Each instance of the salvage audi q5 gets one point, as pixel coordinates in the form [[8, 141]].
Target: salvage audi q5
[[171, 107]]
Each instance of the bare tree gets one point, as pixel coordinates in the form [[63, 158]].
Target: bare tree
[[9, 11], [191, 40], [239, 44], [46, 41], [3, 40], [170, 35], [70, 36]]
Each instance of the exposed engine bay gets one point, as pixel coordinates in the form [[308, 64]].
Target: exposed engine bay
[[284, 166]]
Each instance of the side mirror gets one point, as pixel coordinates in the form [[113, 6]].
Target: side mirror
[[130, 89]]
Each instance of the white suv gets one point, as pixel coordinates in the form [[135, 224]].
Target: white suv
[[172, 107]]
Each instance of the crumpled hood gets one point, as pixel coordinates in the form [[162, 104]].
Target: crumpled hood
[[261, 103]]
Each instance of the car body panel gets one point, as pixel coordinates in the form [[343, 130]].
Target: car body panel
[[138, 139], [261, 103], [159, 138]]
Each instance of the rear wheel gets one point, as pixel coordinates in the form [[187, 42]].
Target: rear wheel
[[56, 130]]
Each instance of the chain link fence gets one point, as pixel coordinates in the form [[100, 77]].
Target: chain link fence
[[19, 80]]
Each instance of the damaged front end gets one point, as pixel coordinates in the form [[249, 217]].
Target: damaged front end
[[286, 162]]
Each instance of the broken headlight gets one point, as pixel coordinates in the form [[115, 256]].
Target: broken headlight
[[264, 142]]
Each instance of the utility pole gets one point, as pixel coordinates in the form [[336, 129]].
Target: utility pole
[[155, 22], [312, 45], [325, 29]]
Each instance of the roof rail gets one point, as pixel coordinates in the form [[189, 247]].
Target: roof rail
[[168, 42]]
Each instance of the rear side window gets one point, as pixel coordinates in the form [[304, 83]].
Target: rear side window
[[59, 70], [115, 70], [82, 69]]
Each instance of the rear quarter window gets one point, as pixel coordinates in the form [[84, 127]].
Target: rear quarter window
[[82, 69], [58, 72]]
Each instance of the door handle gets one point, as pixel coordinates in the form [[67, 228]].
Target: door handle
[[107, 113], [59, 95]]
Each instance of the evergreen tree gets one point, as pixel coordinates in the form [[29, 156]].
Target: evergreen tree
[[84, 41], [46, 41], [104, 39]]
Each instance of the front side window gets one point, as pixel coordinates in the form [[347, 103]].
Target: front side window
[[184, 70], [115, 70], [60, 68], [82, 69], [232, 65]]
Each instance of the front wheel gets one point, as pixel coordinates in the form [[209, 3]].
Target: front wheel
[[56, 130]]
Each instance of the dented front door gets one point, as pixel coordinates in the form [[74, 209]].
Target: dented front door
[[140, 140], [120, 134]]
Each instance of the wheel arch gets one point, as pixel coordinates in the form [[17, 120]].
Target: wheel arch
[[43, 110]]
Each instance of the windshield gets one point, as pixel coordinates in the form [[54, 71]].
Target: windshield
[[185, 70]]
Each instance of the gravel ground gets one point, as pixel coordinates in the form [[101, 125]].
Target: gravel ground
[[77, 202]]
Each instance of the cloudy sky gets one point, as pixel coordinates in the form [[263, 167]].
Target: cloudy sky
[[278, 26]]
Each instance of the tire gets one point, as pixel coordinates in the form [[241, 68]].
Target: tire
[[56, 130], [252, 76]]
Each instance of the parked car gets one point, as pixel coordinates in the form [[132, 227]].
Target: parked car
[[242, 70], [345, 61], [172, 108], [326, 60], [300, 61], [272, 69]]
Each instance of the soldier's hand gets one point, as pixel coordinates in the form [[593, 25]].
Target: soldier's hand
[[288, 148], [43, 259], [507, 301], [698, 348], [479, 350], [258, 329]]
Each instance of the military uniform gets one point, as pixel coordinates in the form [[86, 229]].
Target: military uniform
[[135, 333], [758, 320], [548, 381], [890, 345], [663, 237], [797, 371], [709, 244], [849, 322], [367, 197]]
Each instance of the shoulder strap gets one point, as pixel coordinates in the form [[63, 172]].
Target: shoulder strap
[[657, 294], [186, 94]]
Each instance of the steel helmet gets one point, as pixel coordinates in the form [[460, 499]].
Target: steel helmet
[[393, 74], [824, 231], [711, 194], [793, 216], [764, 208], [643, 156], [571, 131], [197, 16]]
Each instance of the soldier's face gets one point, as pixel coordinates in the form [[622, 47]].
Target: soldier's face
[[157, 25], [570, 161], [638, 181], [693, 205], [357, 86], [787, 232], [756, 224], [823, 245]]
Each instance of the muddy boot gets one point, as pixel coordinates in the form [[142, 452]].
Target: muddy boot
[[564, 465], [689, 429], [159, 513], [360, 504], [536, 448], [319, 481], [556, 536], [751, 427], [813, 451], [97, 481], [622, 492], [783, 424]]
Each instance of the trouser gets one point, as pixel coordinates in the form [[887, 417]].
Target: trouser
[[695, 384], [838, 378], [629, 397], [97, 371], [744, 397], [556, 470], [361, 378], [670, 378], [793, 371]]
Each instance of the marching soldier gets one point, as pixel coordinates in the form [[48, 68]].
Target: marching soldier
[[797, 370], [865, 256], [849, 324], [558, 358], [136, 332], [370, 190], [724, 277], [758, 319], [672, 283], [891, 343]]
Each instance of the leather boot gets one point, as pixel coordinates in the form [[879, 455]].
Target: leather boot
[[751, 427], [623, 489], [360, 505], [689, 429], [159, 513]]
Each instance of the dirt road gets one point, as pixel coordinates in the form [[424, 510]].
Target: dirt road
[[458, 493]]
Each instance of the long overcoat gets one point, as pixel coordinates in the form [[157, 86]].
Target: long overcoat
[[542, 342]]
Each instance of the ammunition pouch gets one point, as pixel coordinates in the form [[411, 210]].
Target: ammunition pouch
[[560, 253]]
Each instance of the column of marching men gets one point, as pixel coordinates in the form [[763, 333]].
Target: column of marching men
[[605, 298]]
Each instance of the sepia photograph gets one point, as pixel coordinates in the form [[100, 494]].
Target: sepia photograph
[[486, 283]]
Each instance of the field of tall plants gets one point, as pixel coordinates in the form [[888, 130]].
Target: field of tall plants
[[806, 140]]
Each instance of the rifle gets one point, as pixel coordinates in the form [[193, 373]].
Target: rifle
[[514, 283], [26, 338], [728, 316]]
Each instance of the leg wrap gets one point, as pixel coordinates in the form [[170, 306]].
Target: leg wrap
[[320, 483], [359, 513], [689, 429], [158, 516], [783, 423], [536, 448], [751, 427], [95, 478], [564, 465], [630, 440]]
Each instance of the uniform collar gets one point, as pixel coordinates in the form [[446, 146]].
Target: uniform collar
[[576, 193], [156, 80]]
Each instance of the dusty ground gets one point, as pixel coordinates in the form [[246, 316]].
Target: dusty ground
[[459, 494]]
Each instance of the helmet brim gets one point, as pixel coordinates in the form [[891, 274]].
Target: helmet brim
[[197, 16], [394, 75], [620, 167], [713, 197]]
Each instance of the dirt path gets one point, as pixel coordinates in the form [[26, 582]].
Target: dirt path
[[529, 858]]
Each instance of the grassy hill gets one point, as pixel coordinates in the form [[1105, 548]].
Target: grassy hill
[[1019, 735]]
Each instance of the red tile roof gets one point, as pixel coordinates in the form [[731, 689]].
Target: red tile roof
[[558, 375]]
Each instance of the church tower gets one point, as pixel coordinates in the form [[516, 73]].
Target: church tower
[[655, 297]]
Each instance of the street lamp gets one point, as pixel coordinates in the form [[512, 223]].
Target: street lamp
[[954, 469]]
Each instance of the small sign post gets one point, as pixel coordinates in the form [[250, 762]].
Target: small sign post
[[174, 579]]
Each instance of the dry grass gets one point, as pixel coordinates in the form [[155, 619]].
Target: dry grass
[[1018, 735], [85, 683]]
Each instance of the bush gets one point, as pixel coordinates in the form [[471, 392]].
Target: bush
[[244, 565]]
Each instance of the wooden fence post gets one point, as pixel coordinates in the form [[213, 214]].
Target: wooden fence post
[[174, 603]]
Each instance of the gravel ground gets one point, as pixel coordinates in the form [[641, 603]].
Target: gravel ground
__________
* _WRITTEN PROBLEM_: Take the lines from the one containing "form [[641, 603]]." through the end of the material and write them out again, swapping "gravel ground" for "paved road" and leaving everything else as it is.

* _RESULT FOR THIS TASK_:
Each instance of the paved road gets one point, as pixel coordinates in the form [[641, 603]].
Target: paved road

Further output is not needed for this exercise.